◆ Text block ◆
------------
Many couples struggle with infertility, and contrary to popular belief men are the cause of this just as often as women are— each contributing at least half of the time.
For this reason, it’s just as important to put research into trying to combat male infertility as it is for female infertility. Learning more about the reason for male infertility may lead to more knowledge about what solutions there are.
For example, a study completed recently found that delivering protein to a man’s testicles may help to treat infertility. Researchers feel that this newly discovered method is very promising for the future.
Other circumstances like illness and other health problems, injuries, and even an unhealthy lifestyle may also be contributing factors. For example, recurring respiratory infections may actually be a reason for male infertility.
There may not be any actual symptoms to male infertility—not those that you can see, anyways, apart from an inability to conceive. However, in some cases infertility may come with actual physical symptoms, so they’re important to look out for all the same.
Problems with sexual function— such as with erection or ejaculation, or even a decreased sex drive — may be a sign to see a doctor. You should also be encouraged to see a medical professional if you’re experiencing any pain or swelling of the testicles.
These could be a result of infertility, but they could also be indicative of something else being wrong, and so it’s better to be safe by speaking to your doctor.
You should also see a doctor in regards to your fertility concerns if you’ve had a history of sex-related problems, or had a past surgery for any part of your genitalia.
Decreased bodily or facial hair may also clue you in to infertility, as it can be the result of a hormonal abnormality, which may be the cause of infertility problems.
In order to pursue these options you’ll of course have to be diagnosed, which can involve physical examination, answering questions related to your medical history, and submitting a sample of your semen for analysis.
------------
◆ Dataset content ◆
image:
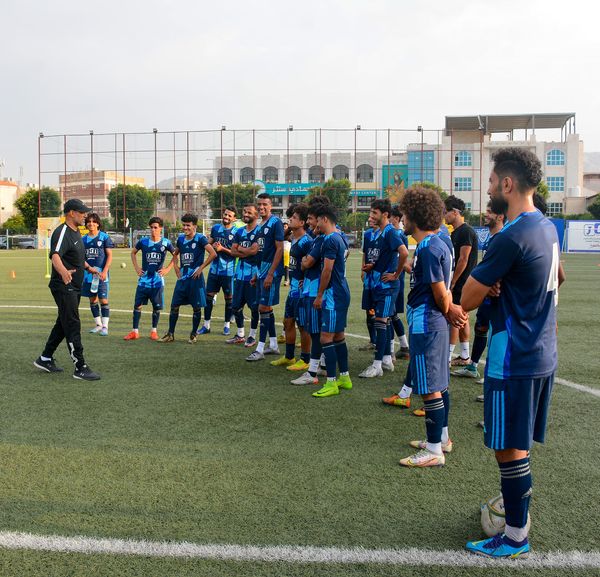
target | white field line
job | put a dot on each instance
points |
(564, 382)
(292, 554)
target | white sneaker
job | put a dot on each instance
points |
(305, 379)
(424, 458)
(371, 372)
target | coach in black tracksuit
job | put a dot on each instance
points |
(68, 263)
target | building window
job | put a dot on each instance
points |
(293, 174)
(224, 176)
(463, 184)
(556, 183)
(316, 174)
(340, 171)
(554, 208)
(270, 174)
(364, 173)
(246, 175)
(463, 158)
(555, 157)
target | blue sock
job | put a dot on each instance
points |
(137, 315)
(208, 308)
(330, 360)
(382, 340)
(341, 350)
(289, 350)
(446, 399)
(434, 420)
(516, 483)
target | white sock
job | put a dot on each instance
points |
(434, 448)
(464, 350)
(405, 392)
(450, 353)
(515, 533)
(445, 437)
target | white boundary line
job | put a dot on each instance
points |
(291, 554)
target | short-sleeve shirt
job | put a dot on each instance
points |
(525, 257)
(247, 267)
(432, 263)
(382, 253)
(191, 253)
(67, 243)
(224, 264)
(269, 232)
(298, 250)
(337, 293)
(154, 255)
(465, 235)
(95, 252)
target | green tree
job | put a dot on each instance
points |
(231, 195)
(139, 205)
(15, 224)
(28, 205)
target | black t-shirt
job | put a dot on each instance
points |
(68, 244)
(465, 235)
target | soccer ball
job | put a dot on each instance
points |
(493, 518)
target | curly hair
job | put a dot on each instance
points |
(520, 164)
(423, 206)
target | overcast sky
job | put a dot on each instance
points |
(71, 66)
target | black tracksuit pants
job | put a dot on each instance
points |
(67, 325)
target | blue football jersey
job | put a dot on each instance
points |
------------
◆ Exercise brief ◆
Quote the passage on male infertility from "For example, a" to "for male infertility.". The data can be left aside.

◆ Response to this exercise ◆
For example, a study completed recently found that delivering protein to a man’s testicles may help to treat infertility. Researchers feel that this newly discovered method is very promising for the future.
Other circumstances like illness and other health problems, injuries, and even an unhealthy lifestyle may also be contributing factors. For example, recurring respiratory infections may actually be a reason for male infertility.